» **WHAT THE EXERCISE ASKS**
Print the entire article about the riot at Folsom Prison word for word, with no changes.

» **DOCUMENT SEGMENT**
--
Two hundred prisoners began what a spokesman called a "major riot" in the main exercise yard of the prison, where Johnny Cash played a famous concert in 1968, around 7.30pm on Friday. Fifty officers spent half an hour unsuccessfully trying to contain the violence, firing tear gas and rubber bullets, before they began using live rounds.

"We tried to control the situation with chemical agents dispersed over the crowd," said Folsom's Lt Anthony Gentile. "We fired several rounds of rubber bullets and that didn't stop them from fighting."

The riot ended shortly after guards opened up with mini-14 rifles. None of the injured prisoners are in a life-threatening condition, and no officers were hurt during the incident.

The prison is likely to remain on "lock-down" for several weeks, with inmates largely confined to their cells and prevented from receiving visitors, while investigators work out what caused the riot.

"At this point we have reviewed some of our surveillance tapes and all we've been able to gather is it just erupted all at once," added Lt Gentile. "It started at the handball court and just gradually migrated to several areas of the main yard."

Friday's events were the latest in a series of incidents which have shed a harsh light on conditions at Folsom, a medium-security facility built in 1880, where between 15 and 20 assaults are being reported each week. In November, eight people were injured when another riot, on that occasion involving 120 inmates, broke out in the dining hall.

The institution, roughly 20 miles from Sacramento, owes its fame to Cash, who wrote his song "Folsom Prison Blues" in 1955. Thirteen years later, he erected a makeshift stage in the cafeteria to perform for inmates, in a concert portrayed in the Oscar-winning film Walk the Line. He also recorded an album there.

At the time, Folsom was considered a model facility, and received visitors from across the world hoping to learn from its rehabilitation programmes.

Today, it suffers from chronic over-crowding – 3,540 inmates are held in cells originally designed for 1,800 – and almost all of its education and training courses have been scrapped due to budget cuts.
--
» **INFORMATION**

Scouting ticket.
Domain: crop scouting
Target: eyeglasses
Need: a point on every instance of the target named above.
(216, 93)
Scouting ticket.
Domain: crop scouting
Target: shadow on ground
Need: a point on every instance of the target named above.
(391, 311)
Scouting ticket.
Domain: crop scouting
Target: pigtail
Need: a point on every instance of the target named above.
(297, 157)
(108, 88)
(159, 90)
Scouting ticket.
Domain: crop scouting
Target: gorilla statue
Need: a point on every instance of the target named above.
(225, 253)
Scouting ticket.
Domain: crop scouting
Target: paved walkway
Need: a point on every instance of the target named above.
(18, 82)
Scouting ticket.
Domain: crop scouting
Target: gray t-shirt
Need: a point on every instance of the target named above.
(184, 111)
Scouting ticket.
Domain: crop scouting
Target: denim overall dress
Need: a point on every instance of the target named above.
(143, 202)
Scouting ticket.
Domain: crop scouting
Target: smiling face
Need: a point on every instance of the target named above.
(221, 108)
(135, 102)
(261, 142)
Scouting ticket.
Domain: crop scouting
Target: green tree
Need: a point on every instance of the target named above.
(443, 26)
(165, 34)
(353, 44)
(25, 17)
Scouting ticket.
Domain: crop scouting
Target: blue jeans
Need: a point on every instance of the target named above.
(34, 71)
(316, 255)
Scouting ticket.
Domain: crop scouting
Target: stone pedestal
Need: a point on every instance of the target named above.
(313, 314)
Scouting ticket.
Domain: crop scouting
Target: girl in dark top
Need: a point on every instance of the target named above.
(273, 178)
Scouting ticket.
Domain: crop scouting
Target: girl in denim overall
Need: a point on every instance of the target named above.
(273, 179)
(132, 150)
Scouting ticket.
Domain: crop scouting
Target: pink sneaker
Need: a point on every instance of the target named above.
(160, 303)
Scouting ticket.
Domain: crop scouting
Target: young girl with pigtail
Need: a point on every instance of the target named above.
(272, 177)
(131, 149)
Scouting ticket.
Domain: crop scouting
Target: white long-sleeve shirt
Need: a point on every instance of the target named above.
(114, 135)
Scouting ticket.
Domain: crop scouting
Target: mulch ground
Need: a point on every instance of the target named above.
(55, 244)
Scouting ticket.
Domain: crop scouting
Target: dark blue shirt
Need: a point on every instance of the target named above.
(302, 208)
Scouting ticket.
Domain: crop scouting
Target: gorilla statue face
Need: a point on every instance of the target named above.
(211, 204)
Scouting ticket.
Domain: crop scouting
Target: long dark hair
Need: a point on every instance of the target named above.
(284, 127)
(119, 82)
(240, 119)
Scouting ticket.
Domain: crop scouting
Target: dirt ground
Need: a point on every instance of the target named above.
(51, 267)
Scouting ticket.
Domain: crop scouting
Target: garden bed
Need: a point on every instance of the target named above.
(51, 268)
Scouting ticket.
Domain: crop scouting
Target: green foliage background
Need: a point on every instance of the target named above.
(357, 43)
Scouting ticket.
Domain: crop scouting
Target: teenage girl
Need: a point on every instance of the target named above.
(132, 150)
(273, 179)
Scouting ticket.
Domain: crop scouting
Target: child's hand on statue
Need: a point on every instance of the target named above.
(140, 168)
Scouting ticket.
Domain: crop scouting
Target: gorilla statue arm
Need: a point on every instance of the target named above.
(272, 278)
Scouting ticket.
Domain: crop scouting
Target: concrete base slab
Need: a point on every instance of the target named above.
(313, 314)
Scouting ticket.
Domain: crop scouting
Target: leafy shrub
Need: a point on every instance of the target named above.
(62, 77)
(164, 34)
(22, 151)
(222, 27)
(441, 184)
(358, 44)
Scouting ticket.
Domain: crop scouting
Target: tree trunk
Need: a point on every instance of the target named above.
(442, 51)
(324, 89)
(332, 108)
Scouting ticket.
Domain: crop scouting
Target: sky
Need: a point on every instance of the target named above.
--
» **EXERCISE OUTPUT**
Two hundred prisoners began what a spokesman called a "major riot" in the main exercise yard of the prison, where Johnny Cash played a famous concert in 1968, around 7.30pm on Friday. Fifty officers spent half an hour unsuccessfully trying to contain the violence, firing tear gas and rubber bullets, before they began using live rounds.

"We tried to control the situation with chemical agents dispersed over the crowd," said Folsom's Lt Anthony Gentile. "We fired several rounds of rubber bullets and that didn't stop them from fighting."

The riot ended shortly after guards opened up with mini-14 rifles. None of the injured prisoners are in a life-threatening condition, and no officers were hurt during the incident.

The prison is likely to remain on "lock-down" for several weeks, with inmates largely confined to their cells and prevented from receiving visitors, while investigators work out what caused the riot.

"At this point we have reviewed some of our surveillance tapes and all we've been able to gather is it just erupted all at once," added Lt Gentile. "It started at the handball court and just gradually migrated to several areas of the main yard."

Friday's events were the latest in a series of incidents which have shed a harsh light on conditions at Folsom, a medium-security facility built in 1880, where between 15 and 20 assaults are being reported each week. In November, eight people were injured when another riot, on that occasion involving 120 inmates, broke out in the dining hall.

The institution, roughly 20 miles from Sacramento, owes its fame to Cash, who wrote his song "Folsom Prison Blues" in 1955. Thirteen years later, he erected a makeshift stage in the cafeteria to perform for inmates, in a concert portrayed in the Oscar-winning film Walk the Line. He also recorded an album there.

At the time, Folsom was considered a model facility, and received visitors from across the world hoping to learn from its rehabilitation programmes.

Today, it suffers from chronic over-crowding – 3,540 inmates are held in cells originally designed for 1,800 – and almost all of its education and training courses have been scrapped due to budget cuts.